------ Document extract
Handle empty and whitespace-only docs for Japanese (#5564)

Handle empty and whitespace-only docs in the custom alignment method used by the Japanese tokenizer.
2020-06-08 21:09:23 +02:00 · 2020-06-08 21:09:23 +02:00 · f162815f45
parent de00f967ce
commit f162815f45
2 changed files with 19 additions and 0 deletions
--- a/spacy/lang/ja/init.py
+++ b/spacy/lang/ja/init.py
@ -139,6 +139,16 @@ def get_words_lemmas_tags_spaces(dtokens, text, gap_tag=("空白", "")):
    text_tags = []
    text_spaces = []
    text_pos = 0
+    # handle empty and whitespace-only texts
+    if len(words) == 0:
+        return text_words, text_lemmas, text_tags, text_spaces
+    elif len([word for word in words if not word.isspace()]) == 0:
+        assert text.isspace()
+        text_words = [text]
+        text_lemmas = [text]
+        text_tags = [gap_tag]
+        text_spaces = [False]
+        return text_words, text_lemmas, text_tags, text_spaces
    # normalize words to remove all whitespace tokens
    norm_words, norm_dtokens = zip(*[(word, dtokens) for word, dtokens in zip(words, dtokens) if not word.isspace()])
    # align words with text
--- a/spacy/tests/lang/ja/test_tokenizer.py
+++ b/spacy/tests/lang/ja/test_tokenizer.py
@ -93,3 +93,12 @@ def test_ja_tokenizer_split_modes(ja_tokenizer, text, len_a, len_b, len_c):
    assert len(nlp_a(text)) == len_a
    assert len(nlp_b(text)) == len_b
    assert len(nlp_c(text)) == len_c
+
+
+def test_ja_tokenizer_emptyish_texts(ja_tokenizer):
+    doc = ja_tokenizer("")
+    assert len(doc) == 0
+    doc = ja_tokenizer(" ")
+    assert len(doc) == 1
+    doc = ja_tokenizer("\n\n\n \t\t \n\n\n")
+    assert len(doc) == 1
------------
▶ Set problem A
In two sentences, what does the commit page describe?
The entries have no connection to the commit page above.
------ Records for this exercise
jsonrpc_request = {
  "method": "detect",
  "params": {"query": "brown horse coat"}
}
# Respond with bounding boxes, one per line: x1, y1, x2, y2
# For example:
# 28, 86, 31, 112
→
------------
▶ Set problem B
Could you rewrite the entries with "horse" replaced by "pony", keeping everything else the same?

▶ Answer A
The commit makes the custom alignment method used by the Japanese tokenizer handle empty and whitespace-only docs. If there are no words, it returns empty lists, and if every word is whitespace, it returns the whole text as a single token with the gap tag, along with a new test confirming that an empty string yields no tokens and whitespace-only strings yield one.

▶ Answer B
jsonrpc_request = {
  "method": "detect",
  "params": {"query": "brown pony coat"}
}
# Respond with bounding boxes, one per line: x1, y1, x2, y2
# For example:
# 28, 86, 31, 112
→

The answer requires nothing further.